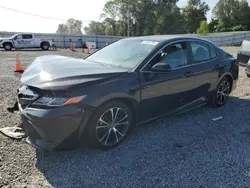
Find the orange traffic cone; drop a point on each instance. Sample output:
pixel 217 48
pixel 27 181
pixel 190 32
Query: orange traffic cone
pixel 74 47
pixel 88 48
pixel 71 46
pixel 19 67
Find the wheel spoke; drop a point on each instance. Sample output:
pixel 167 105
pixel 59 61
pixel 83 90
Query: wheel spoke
pixel 107 136
pixel 220 99
pixel 224 96
pixel 101 127
pixel 118 132
pixel 106 128
pixel 118 124
pixel 116 136
pixel 112 114
pixel 101 120
pixel 104 135
pixel 226 88
pixel 116 113
pixel 122 119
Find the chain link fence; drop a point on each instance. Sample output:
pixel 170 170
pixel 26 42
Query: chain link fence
pixel 63 41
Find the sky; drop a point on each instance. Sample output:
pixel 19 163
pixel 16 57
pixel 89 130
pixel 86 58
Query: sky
pixel 84 10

* * * * * * * * *

*REQUIREMENT*
Reproduce the preceding material exactly, skipping pictures.

*SOLUTION BELOW*
Find the orange traffic cone; drop a point on each instance. Sample output:
pixel 217 48
pixel 27 181
pixel 190 32
Query: orange traffic cone
pixel 74 47
pixel 88 48
pixel 71 46
pixel 19 67
Find the wheel spoke; drop a point on each instance. Sample output:
pixel 167 105
pixel 59 61
pixel 83 90
Query: wheel spoke
pixel 107 136
pixel 220 99
pixel 224 96
pixel 101 127
pixel 118 132
pixel 106 128
pixel 118 124
pixel 116 136
pixel 112 114
pixel 101 120
pixel 104 135
pixel 226 88
pixel 116 113
pixel 122 119
Find the chain link fence; drop a point on each instance. Sample output:
pixel 170 170
pixel 26 42
Query: chain link fence
pixel 63 41
Find the sky; drop a point on each instance. Sample output:
pixel 19 163
pixel 16 57
pixel 89 130
pixel 86 58
Query: sky
pixel 84 10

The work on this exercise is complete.